> [Short exercise]
Rewrite all the records below as a numbered list, dropping any blank lines and leaving out the pictures.
===== Records for processing =====
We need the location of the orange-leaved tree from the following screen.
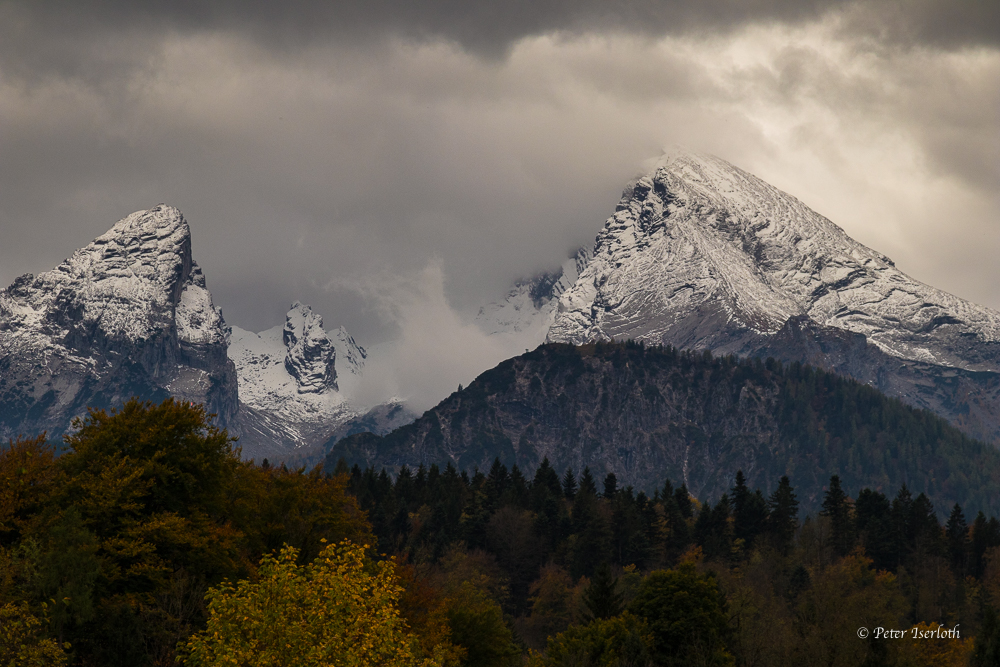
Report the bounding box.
[181,540,450,667]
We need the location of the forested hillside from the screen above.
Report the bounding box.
[326,342,1000,512]
[0,400,1000,667]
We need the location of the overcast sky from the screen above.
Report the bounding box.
[0,0,1000,408]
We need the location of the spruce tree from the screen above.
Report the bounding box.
[604,472,618,500]
[583,561,625,621]
[820,475,854,556]
[767,475,799,555]
[945,503,969,579]
[563,468,577,500]
[674,484,694,519]
[730,470,768,550]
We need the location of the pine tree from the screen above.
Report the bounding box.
[604,472,618,500]
[731,470,768,551]
[945,503,969,579]
[820,475,855,556]
[674,484,694,519]
[563,468,577,500]
[580,466,597,496]
[583,561,625,621]
[767,475,799,555]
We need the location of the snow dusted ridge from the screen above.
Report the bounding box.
[475,248,591,349]
[229,302,367,456]
[548,153,1000,371]
[0,204,237,437]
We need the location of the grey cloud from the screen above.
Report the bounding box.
[0,0,1000,85]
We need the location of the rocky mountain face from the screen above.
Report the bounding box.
[229,302,367,460]
[475,248,591,349]
[0,205,238,438]
[326,343,1000,508]
[487,153,1000,442]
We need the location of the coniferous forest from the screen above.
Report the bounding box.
[0,400,1000,667]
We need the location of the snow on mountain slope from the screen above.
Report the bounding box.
[0,204,237,437]
[548,153,1000,371]
[475,248,591,349]
[229,302,366,451]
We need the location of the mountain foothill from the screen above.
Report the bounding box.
[0,152,1000,511]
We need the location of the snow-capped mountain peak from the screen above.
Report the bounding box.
[281,301,337,394]
[548,152,1000,370]
[0,204,237,437]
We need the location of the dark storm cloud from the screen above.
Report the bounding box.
[0,0,1000,408]
[0,0,1000,75]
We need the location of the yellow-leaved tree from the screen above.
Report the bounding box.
[179,541,449,667]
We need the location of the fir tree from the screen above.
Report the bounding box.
[820,475,854,556]
[604,472,618,500]
[580,466,597,496]
[563,468,577,500]
[730,470,768,550]
[767,475,799,555]
[583,561,625,621]
[945,503,969,579]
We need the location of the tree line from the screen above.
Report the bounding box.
[0,400,1000,667]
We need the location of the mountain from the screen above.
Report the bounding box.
[475,248,591,348]
[229,302,376,459]
[480,153,1000,442]
[0,204,238,438]
[325,342,1000,511]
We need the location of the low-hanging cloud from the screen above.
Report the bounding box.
[336,262,521,412]
[0,0,1000,390]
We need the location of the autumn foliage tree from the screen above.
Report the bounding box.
[184,541,450,667]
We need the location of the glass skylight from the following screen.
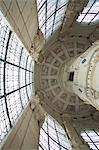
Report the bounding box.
[37,0,69,39]
[39,115,71,150]
[0,13,33,142]
[77,0,99,25]
[81,130,99,150]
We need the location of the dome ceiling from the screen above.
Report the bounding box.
[35,38,94,116]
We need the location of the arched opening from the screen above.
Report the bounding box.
[39,115,71,150]
[81,129,99,150]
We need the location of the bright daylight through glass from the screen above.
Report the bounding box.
[37,0,69,39]
[77,0,99,25]
[0,12,33,142]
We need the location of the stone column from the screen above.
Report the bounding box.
[64,118,89,150]
[2,96,44,150]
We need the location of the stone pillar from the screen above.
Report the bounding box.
[2,97,44,150]
[64,118,89,150]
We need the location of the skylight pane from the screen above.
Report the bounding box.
[37,0,69,39]
[0,13,33,143]
[77,0,99,25]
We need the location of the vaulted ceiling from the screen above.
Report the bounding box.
[35,0,99,118]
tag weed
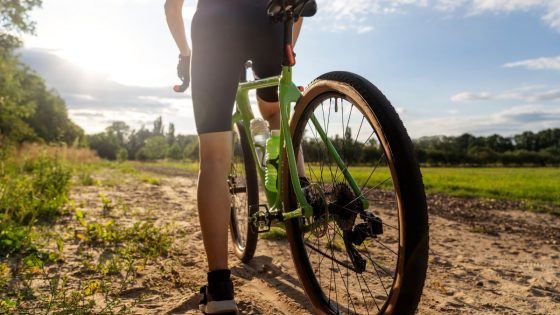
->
[78,171,97,186]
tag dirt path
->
[68,168,560,314]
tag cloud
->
[451,92,493,102]
[314,0,560,33]
[20,49,195,134]
[504,56,560,70]
[405,105,560,138]
[451,86,560,103]
[313,0,428,33]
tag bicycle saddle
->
[266,0,317,21]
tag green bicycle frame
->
[232,66,367,220]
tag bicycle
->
[175,0,428,314]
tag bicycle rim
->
[228,124,258,262]
[284,72,427,314]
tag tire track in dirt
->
[73,169,560,314]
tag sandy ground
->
[68,170,560,314]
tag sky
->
[20,0,560,138]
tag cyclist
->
[165,0,302,314]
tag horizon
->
[20,0,560,139]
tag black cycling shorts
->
[191,0,283,134]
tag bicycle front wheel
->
[228,123,259,262]
[282,72,428,314]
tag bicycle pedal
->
[249,204,272,233]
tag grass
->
[422,168,560,210]
[307,167,560,214]
[0,145,173,314]
[129,161,560,214]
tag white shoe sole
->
[199,300,237,314]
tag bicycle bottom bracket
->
[249,204,282,233]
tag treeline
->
[414,128,560,166]
[88,117,198,161]
[0,0,84,151]
[303,128,560,166]
[92,121,560,166]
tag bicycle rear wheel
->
[282,72,428,314]
[228,123,259,262]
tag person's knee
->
[199,131,232,170]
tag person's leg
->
[197,131,232,271]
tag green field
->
[422,167,560,206]
[135,162,560,212]
[322,167,560,211]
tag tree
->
[152,116,164,136]
[166,123,175,145]
[136,136,167,161]
[105,121,130,147]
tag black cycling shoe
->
[198,270,237,314]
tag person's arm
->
[292,17,303,46]
[165,0,191,57]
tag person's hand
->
[174,55,191,92]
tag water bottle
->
[264,130,280,192]
[251,117,270,167]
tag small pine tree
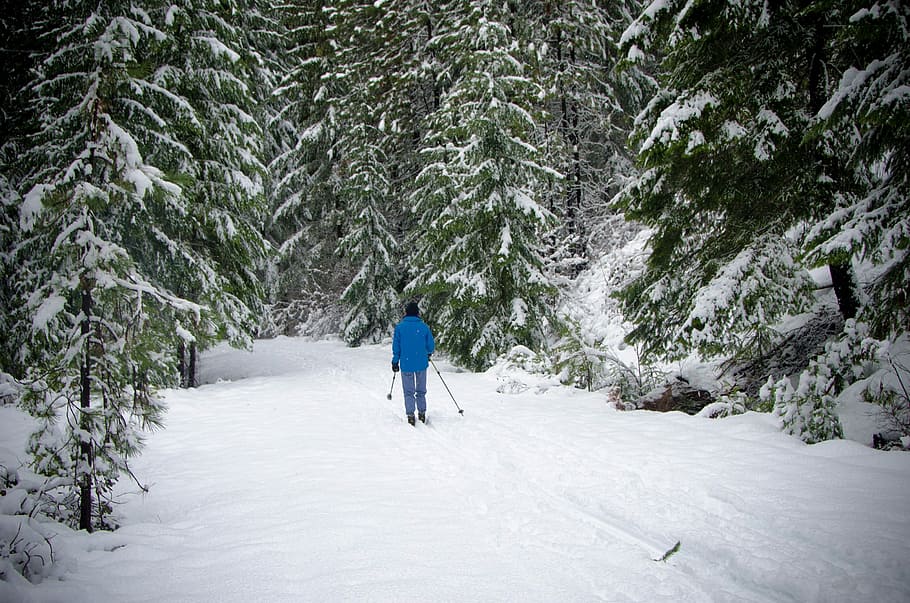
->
[406,3,558,369]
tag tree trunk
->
[186,341,196,387]
[828,264,859,320]
[79,281,94,532]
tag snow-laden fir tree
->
[407,1,558,368]
[622,1,835,364]
[513,0,653,274]
[807,1,910,339]
[12,2,200,530]
[148,0,266,383]
[268,2,350,332]
[765,2,910,441]
[338,126,401,344]
[325,2,410,344]
[15,0,264,528]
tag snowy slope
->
[0,338,910,602]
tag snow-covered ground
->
[0,338,910,603]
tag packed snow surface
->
[7,338,910,603]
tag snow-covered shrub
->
[698,391,749,419]
[863,336,910,448]
[0,516,54,583]
[0,456,54,583]
[759,319,894,444]
[553,325,665,402]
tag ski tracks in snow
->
[55,339,910,602]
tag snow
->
[0,338,910,602]
[639,91,719,153]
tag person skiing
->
[392,301,436,425]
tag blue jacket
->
[392,316,436,373]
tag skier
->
[392,302,436,425]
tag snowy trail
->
[17,339,910,602]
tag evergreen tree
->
[808,1,910,339]
[407,1,558,368]
[150,0,266,372]
[14,0,264,529]
[518,0,652,268]
[338,126,400,344]
[269,2,350,331]
[622,1,849,357]
[13,2,200,530]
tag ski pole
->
[385,373,398,400]
[430,358,464,416]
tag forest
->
[0,0,910,544]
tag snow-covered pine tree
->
[622,0,833,364]
[12,1,201,530]
[514,0,653,268]
[807,0,910,339]
[150,0,267,370]
[764,2,910,442]
[338,125,401,345]
[327,2,408,345]
[268,1,350,332]
[406,1,559,369]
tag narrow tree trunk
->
[828,264,859,320]
[177,339,189,387]
[79,281,94,532]
[809,16,859,320]
[186,341,196,387]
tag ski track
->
[26,340,910,602]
=====
> [Answer in full]
1. We need the location of the orange-leaved tree from the following screen.
2. Report the bounding box.
3. [181,540,450,667]
4. We need the location of the forested hillside from the screen above.
5. Report the bounding box.
6. [326,342,1000,512]
7. [0,400,1000,667]
8. We need the location of the overcast sky from the screen above.
9. Report the bounding box.
10. [0,0,1000,408]
11. We need the location of the spruce tree from the screen above.
12. Report the bounding box.
13. [604,472,618,500]
14. [583,561,625,621]
15. [820,475,854,556]
16. [767,475,799,555]
17. [945,503,969,579]
18. [563,468,577,500]
19. [674,484,694,519]
20. [730,470,768,550]
21. We need the location of the pine tree from the screen above.
22. Report the bounding box.
23. [604,472,618,500]
24. [731,470,768,551]
25. [945,503,969,579]
26. [820,475,855,556]
27. [674,484,694,519]
28. [563,468,577,500]
29. [580,466,597,496]
30. [583,561,625,621]
31. [767,475,799,555]
32. We need the location of the snow dusted ridge from the screen above.
33. Report the bounding box.
34. [475,248,591,349]
35. [229,302,367,456]
36. [548,153,1000,371]
37. [0,204,237,437]
38. We need the location of the grey cloud from the screen above.
39. Report the bounding box.
40. [0,0,1000,85]
41. We need the location of the rocky mountain face from the screen above.
42. Report the bounding box.
43. [229,302,367,460]
44. [475,248,591,349]
45. [0,205,238,438]
46. [326,343,1000,508]
47. [487,153,1000,442]
48. We need the location of the coniferous forest from the screen above.
49. Report the bounding box.
50. [0,400,1000,667]
51. We need the location of the snow on mountain slope from the screen above.
52. Report the bounding box.
53. [0,204,237,437]
54. [548,153,1000,371]
55. [475,248,591,349]
56. [229,302,366,451]
57. We need the location of the mountain foothill from the screen above.
58. Report the bounding box.
59. [0,152,1000,511]
60. We need the location of the snow-capped mountain peak from the screen above.
61. Report the bounding box.
62. [281,301,337,394]
63. [548,152,1000,370]
64. [0,204,237,437]
65. We need the location of the dark storm cloud from the screen above.
66. Report the bounding box.
67. [0,0,1000,408]
68. [0,0,1000,75]
69. We need the location of the yellow-leaved tree from the screen above.
70. Report the bounding box.
71. [179,541,449,667]
72. We need the location of the fir tree from the screen above.
73. Report the bounding box.
74. [820,475,854,556]
75. [604,472,618,500]
76. [580,466,597,496]
77. [563,468,577,500]
78. [730,470,768,550]
79. [767,475,799,555]
80. [583,561,625,621]
81. [945,503,969,579]
82. We need the location of the tree line from the screen above.
83. Report the bounding box.
84. [0,400,1000,667]
85. We need the location of the mountain from the screen above.
86. Report the bounding box.
87. [475,248,591,348]
88. [229,302,376,459]
89. [480,153,1000,442]
90. [0,204,238,438]
91. [325,342,1000,511]
92. We need the location of the low-hanging cloud from the screen above.
93. Report the bounding box.
94. [336,262,521,412]
95. [0,0,1000,390]
96. We need the location of the autumn foliage tree from the screen above.
97. Report the bounding box.
98. [184,541,450,667]
99. We need the location of the glass skylight from the following screen.
100. Report the bounding box.
101. [37,0,69,39]
102. [39,115,71,150]
103. [0,13,33,142]
104. [77,0,99,25]
105. [81,130,99,150]
106. We need the location of the dome ceiling from the screen above.
107. Report the bounding box.
108. [35,38,94,116]
109. We need the location of the arched opening from the screen above.
110. Report the bounding box.
111. [39,115,71,150]
112. [81,129,99,150]
113. We need the location of the bright daylight through glass from the screen above.
114. Report the bounding box.
115. [37,0,69,39]
116. [77,0,99,25]
117. [0,12,33,142]
118. We need the location of the stone column from the screen above.
119. Report the bounding box.
120. [64,118,89,150]
121. [2,96,44,150]
122. We need the location of the stone pillar from the screen above.
123. Report the bounding box.
124. [2,97,44,150]
125. [64,118,89,150]
126. We need the location of the skylight pane from the screen above.
127. Report the bounding box.
128. [37,0,69,39]
129. [0,13,33,143]
130. [77,0,99,25]
131. We need the location of the vaulted ceiling from the screen above.
132. Report the bounding box.
133. [35,0,99,118]
134. tag weed
135. ->
136. [78,171,97,186]
137. tag dirt path
138. ->
139. [68,168,560,314]
140. tag cloud
141. ->
142. [451,92,493,102]
143. [314,0,560,33]
144. [20,49,195,134]
145. [504,56,560,70]
146. [405,105,560,138]
147. [451,86,560,103]
148. [313,0,428,33]
149. tag bicycle saddle
150. ->
151. [266,0,317,21]
152. tag green bicycle frame
153. ->
154. [232,66,367,220]
155. tag bicycle
156. ->
157. [175,0,428,314]
158. tag bicycle rim
159. ->
160. [228,124,258,262]
161. [284,72,427,314]
162. tag tire track in dirt
163. ->
164. [73,169,560,314]
165. tag sandy ground
166. ->
167. [68,170,560,314]
168. tag sky
169. ->
170. [20,0,560,138]
171. tag cyclist
172. ->
173. [165,0,302,314]
174. tag horizon
175. ->
176. [20,0,560,139]
177. tag black cycling shorts
178. ->
179. [191,0,283,134]
180. tag bicycle front wheel
181. ->
182. [228,123,259,262]
183. [282,72,428,314]
184. tag bicycle pedal
185. ->
186. [249,204,272,233]
187. tag grass
188. ->
189. [422,168,560,210]
190. [307,167,560,214]
191. [0,145,173,314]
192. [129,161,560,214]
193. tag white shoe sole
194. ->
195. [199,300,237,314]
196. tag bicycle bottom bracket
197. ->
198. [249,204,282,233]
199. tag treeline
200. ->
201. [414,128,560,166]
202. [88,117,198,161]
203. [0,0,84,151]
204. [303,128,560,166]
205. [92,121,560,166]
206. tag bicycle rear wheel
207. ->
208. [282,72,428,314]
209. [228,123,259,262]
210. tag person's knee
211. ->
212. [199,131,232,170]
213. tag person's leg
214. ->
215. [197,131,232,271]
216. tag green field
217. ->
218. [422,167,560,206]
219. [135,162,560,212]
220. [322,167,560,211]
221. tag tree
222. ->
223. [152,116,164,136]
224. [166,123,175,145]
225. [136,136,167,161]
226. [105,121,130,147]
227. tag black cycling shoe
228. ->
229. [198,270,237,314]
230. tag person's arm
231. ->
232. [292,17,303,46]
233. [165,0,191,57]
234. tag person's hand
235. ->
236. [174,55,191,92]
237. tag water bottle
238. ->
239. [264,130,280,192]
240. [251,117,270,167]
241. tag small pine tree
242. ->
243. [406,3,558,369]
244. tag tree trunk
245. ->
246. [186,341,196,387]
247. [828,264,859,320]
248. [79,281,94,532]
249. tag snow-laden fir tree
250. ->
251. [407,1,558,368]
252. [622,1,835,364]
253. [513,0,653,274]
254. [807,1,910,339]
255. [12,2,200,530]
256. [148,0,266,383]
257. [268,2,350,332]
258. [765,2,910,441]
259. [338,126,401,344]
260. [325,2,410,344]
261. [15,0,264,528]
262. tag snowy slope
263. ->
264. [0,338,910,602]
265. tag snow-covered ground
266. ->
267. [0,338,910,603]
268. tag packed snow surface
269. ->
270. [7,338,910,603]
271. tag snow-covered shrub
272. ->
273. [698,391,749,419]
274. [863,336,910,448]
275. [0,516,54,583]
276. [0,456,54,583]
277. [759,319,894,444]
278. [553,325,665,402]
279. tag ski tracks in snow
280. ->
281. [55,339,910,602]
282. tag snow
283. ->
284. [0,338,910,602]
285. [639,91,719,153]
286. tag person skiing
287. ->
288. [392,301,436,425]
289. tag blue jacket
290. ->
291. [392,316,436,373]
292. tag skier
293. ->
294. [392,302,436,425]
295. tag snowy trail
296. ->
297. [17,339,910,602]
298. tag evergreen tree
299. ->
300. [808,1,910,339]
301. [407,1,558,368]
302. [150,0,266,372]
303. [14,0,264,529]
304. [518,0,652,268]
305. [338,126,400,344]
306. [269,2,350,331]
307. [622,1,849,357]
308. [13,2,200,530]
309. tag ski pole
310. ->
311. [385,373,398,400]
312. [430,358,464,416]
313. tag forest
314. ->
315. [0,0,910,544]
316. tag snow-covered pine tree
317. ->
318. [622,0,833,364]
319. [12,1,201,530]
320. [514,0,653,268]
321. [807,0,910,339]
322. [150,0,267,370]
323. [764,2,910,442]
324. [338,125,401,345]
325. [327,2,408,345]
326. [268,1,350,332]
327. [406,1,559,369]
328. tag narrow tree trunk
329. ->
330. [828,264,859,320]
331. [177,339,189,387]
332. [79,281,94,532]
333. [809,16,859,320]
334. [186,341,196,387]
335. tag ski track
336. ->
337. [26,340,910,602]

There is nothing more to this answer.